[Start of Attachment]
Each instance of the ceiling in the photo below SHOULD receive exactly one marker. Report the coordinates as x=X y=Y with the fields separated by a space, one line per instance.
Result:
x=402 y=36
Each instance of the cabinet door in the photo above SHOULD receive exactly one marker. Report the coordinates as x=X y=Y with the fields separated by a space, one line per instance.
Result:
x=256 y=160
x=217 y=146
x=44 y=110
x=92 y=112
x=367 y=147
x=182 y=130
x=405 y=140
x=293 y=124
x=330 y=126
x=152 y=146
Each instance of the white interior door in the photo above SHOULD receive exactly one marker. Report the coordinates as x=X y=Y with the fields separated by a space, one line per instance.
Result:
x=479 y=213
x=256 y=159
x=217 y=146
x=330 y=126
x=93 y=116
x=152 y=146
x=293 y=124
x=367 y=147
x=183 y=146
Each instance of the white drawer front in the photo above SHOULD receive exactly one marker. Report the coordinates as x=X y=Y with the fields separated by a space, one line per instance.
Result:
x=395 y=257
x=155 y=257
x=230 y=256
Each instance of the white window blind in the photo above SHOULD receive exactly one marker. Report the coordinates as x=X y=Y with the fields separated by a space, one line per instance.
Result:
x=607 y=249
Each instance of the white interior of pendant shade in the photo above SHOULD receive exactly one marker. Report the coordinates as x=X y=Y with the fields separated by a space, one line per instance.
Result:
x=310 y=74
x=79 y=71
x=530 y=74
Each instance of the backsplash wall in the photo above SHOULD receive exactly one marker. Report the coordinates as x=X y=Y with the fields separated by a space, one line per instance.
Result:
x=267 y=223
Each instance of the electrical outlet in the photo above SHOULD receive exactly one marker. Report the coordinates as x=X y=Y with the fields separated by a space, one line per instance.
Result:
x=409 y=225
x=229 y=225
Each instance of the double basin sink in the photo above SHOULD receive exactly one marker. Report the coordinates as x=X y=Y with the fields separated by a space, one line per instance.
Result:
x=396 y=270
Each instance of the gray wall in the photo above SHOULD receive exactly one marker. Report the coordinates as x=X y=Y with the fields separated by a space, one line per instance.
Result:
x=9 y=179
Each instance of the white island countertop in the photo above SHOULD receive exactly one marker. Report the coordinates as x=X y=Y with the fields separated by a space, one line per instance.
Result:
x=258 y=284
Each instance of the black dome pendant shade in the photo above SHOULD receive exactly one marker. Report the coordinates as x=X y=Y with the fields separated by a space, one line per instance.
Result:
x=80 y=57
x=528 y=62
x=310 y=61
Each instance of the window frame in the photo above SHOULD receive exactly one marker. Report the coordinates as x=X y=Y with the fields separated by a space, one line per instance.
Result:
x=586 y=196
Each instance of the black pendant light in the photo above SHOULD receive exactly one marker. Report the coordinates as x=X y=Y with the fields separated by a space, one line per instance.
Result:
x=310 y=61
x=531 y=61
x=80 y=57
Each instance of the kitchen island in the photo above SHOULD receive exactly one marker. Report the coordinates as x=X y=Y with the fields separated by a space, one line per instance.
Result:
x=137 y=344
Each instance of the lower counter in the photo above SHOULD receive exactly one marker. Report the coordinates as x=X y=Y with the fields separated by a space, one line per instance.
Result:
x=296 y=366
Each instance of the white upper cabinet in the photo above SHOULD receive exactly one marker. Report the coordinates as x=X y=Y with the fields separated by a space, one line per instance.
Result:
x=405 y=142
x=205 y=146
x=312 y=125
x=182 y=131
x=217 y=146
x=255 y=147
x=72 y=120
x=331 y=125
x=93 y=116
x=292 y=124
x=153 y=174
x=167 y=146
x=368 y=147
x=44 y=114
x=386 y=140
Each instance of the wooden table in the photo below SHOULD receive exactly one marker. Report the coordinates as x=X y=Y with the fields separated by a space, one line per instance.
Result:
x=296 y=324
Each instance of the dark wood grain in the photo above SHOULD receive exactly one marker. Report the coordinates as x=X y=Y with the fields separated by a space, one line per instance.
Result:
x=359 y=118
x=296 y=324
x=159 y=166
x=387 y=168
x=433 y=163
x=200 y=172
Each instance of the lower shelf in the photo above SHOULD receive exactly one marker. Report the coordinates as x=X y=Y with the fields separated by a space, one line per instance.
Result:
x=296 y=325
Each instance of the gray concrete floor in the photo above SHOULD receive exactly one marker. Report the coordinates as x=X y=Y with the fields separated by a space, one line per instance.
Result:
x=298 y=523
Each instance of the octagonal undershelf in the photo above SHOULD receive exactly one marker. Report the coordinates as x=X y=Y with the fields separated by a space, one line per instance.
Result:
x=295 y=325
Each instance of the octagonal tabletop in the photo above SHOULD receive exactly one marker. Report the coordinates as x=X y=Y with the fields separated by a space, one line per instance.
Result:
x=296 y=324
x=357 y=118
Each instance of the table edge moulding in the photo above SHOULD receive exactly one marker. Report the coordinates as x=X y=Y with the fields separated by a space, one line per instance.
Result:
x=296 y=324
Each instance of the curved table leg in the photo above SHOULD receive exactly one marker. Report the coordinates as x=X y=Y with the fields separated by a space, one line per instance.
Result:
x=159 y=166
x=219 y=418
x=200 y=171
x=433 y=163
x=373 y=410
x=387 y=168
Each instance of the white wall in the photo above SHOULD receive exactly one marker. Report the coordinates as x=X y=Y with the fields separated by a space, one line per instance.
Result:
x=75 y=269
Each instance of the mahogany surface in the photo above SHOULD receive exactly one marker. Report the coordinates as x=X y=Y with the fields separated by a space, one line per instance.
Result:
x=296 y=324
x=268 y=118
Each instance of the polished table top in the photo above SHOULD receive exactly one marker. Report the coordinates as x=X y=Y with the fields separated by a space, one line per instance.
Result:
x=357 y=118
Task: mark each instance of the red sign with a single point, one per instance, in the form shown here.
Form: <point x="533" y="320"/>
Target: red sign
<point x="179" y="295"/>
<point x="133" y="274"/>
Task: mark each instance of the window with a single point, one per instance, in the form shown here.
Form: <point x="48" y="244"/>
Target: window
[End of Attachment]
** What is expected **
Determine how many lines in the data above include the word "door", and state that number only.

** Output of the exercise **
2